■ GIVEN PROBLEM: Extract each line from the rows below that contains the string "ballast". The match is case-sensitive.

═══ SOURCE MATERIAL ═══

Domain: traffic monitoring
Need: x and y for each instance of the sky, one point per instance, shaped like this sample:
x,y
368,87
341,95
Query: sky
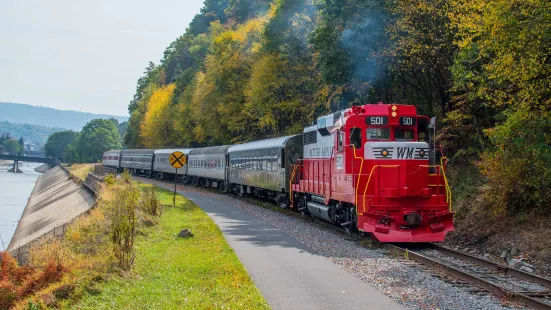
x,y
84,55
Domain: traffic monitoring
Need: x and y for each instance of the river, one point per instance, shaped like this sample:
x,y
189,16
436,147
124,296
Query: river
x,y
15,189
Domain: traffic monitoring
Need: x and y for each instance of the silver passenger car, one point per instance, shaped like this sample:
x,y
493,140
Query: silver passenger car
x,y
137,161
111,159
264,164
208,164
161,165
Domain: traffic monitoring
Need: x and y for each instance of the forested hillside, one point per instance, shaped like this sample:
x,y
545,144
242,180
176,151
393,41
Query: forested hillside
x,y
33,134
253,69
48,117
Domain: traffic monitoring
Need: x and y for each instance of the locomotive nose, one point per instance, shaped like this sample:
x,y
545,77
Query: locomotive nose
x,y
413,220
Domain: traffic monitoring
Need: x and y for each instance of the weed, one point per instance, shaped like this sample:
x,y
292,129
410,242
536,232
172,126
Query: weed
x,y
123,223
150,203
126,177
110,179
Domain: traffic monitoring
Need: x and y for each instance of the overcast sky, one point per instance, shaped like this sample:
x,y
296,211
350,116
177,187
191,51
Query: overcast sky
x,y
84,55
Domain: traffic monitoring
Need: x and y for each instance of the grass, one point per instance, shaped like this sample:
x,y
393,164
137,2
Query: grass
x,y
81,170
201,272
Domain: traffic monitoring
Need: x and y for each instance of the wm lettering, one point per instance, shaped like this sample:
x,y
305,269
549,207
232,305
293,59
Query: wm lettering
x,y
405,152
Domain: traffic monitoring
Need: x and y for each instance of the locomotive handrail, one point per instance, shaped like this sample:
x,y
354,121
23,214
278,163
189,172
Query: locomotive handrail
x,y
291,184
446,184
369,179
359,176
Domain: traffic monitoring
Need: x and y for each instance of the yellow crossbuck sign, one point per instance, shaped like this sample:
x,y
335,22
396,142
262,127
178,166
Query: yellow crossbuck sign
x,y
177,159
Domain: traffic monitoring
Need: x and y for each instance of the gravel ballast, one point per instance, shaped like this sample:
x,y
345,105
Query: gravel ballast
x,y
408,283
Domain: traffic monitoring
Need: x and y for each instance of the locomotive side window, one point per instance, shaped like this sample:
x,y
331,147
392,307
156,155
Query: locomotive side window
x,y
340,142
356,137
377,133
401,134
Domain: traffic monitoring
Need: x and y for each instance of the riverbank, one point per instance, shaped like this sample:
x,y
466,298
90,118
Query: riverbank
x,y
168,272
55,200
15,190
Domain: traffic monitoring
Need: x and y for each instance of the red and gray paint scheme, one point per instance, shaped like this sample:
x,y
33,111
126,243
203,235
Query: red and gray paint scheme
x,y
372,168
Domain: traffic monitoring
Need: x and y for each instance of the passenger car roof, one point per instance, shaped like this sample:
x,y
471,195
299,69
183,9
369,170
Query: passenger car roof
x,y
170,151
210,150
138,152
262,144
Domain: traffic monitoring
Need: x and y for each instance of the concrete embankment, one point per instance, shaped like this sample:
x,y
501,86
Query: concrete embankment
x,y
56,200
42,168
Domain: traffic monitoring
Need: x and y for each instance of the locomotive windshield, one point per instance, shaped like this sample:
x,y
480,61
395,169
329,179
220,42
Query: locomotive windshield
x,y
401,134
378,133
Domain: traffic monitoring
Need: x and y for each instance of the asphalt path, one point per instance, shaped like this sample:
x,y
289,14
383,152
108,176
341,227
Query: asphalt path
x,y
288,274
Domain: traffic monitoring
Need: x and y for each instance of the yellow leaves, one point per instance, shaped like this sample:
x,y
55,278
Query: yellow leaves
x,y
156,124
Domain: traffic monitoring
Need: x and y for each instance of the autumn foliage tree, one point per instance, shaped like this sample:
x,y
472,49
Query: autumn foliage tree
x,y
249,69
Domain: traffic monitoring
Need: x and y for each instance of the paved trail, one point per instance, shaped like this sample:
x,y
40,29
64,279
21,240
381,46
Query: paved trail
x,y
289,275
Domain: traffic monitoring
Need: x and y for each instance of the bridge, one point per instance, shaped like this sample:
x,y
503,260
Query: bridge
x,y
16,159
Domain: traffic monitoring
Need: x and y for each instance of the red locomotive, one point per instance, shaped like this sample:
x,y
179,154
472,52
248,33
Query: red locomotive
x,y
375,168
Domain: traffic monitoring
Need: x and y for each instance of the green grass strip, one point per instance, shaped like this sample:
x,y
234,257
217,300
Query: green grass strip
x,y
201,272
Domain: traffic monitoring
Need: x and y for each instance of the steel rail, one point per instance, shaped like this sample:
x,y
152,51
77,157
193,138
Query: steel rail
x,y
495,266
477,281
523,297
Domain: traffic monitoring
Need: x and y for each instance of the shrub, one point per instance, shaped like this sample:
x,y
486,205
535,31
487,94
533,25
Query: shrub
x,y
110,179
150,203
518,168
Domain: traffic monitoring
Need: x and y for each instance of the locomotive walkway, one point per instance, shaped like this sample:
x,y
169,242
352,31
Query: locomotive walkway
x,y
287,273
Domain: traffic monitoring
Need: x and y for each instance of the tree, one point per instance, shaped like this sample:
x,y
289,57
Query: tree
x,y
96,137
71,154
12,146
57,142
21,146
157,124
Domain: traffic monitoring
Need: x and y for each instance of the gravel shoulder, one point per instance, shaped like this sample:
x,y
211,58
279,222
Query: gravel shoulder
x,y
405,282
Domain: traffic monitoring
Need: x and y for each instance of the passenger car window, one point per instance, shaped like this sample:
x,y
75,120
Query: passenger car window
x,y
404,134
377,133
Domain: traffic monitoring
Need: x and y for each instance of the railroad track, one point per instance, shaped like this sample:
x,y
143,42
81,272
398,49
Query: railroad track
x,y
505,282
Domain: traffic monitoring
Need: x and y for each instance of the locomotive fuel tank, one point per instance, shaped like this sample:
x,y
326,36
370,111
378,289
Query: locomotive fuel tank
x,y
318,210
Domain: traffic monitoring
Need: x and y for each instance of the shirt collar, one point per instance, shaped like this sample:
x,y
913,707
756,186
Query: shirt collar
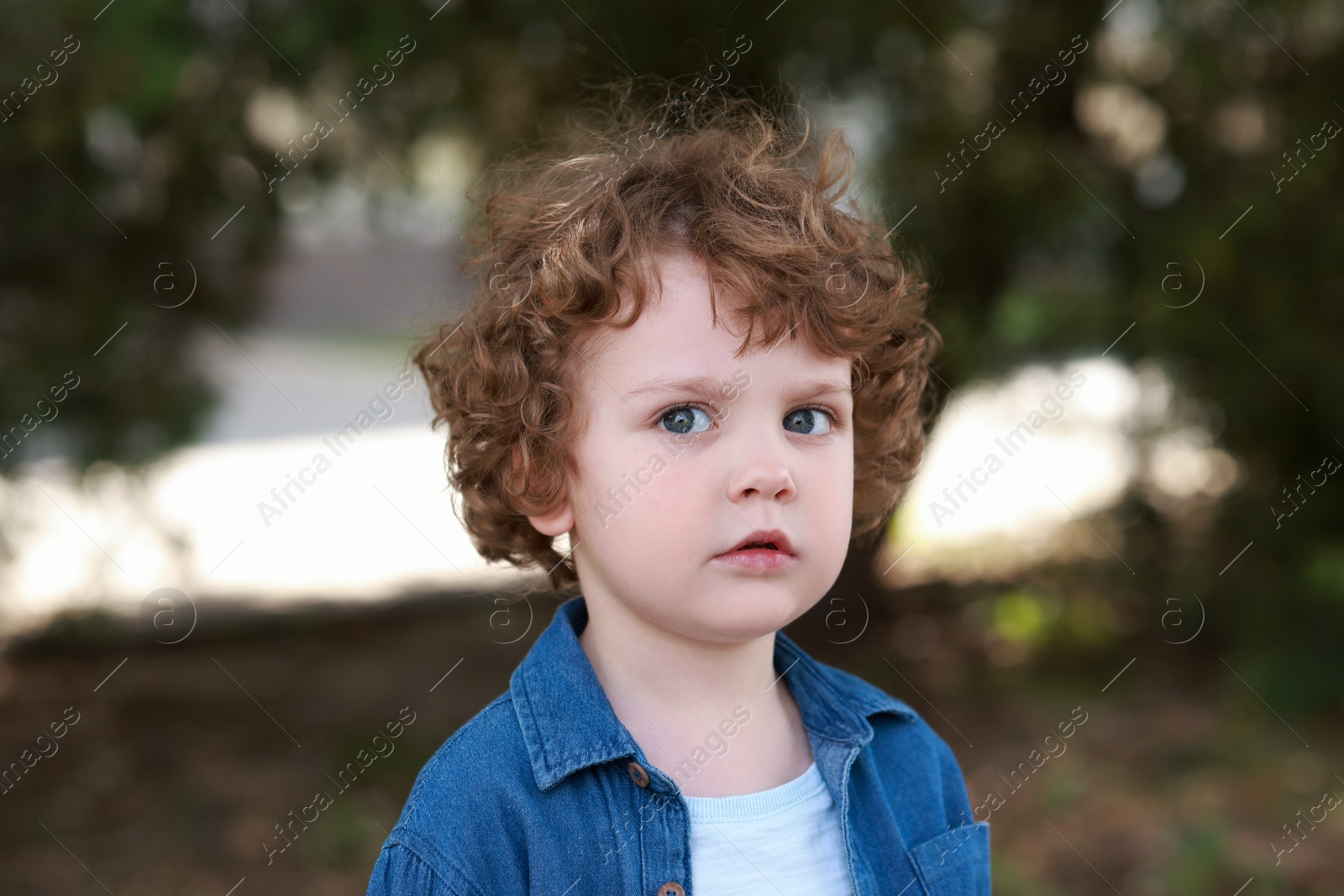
x,y
568,721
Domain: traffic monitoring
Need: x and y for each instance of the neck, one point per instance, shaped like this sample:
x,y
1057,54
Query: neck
x,y
679,698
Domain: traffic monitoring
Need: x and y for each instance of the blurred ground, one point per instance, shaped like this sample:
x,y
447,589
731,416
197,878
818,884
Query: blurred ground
x,y
172,778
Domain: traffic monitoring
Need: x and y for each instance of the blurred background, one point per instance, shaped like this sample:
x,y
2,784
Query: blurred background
x,y
1140,394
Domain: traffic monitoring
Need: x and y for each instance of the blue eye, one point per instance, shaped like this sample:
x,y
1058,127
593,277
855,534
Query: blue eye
x,y
806,418
804,421
682,419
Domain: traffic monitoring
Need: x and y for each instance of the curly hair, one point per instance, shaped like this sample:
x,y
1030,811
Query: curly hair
x,y
750,190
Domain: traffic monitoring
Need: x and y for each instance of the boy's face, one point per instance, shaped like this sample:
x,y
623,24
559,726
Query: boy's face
x,y
665,490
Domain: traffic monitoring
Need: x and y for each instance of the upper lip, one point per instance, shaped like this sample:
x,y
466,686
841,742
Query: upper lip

═══

■ OUTPUT OF THE EXERCISE:
Need: x and y for each instance of the gravel ballast, one point per instance, shaped like this sample:
Query: gravel ballast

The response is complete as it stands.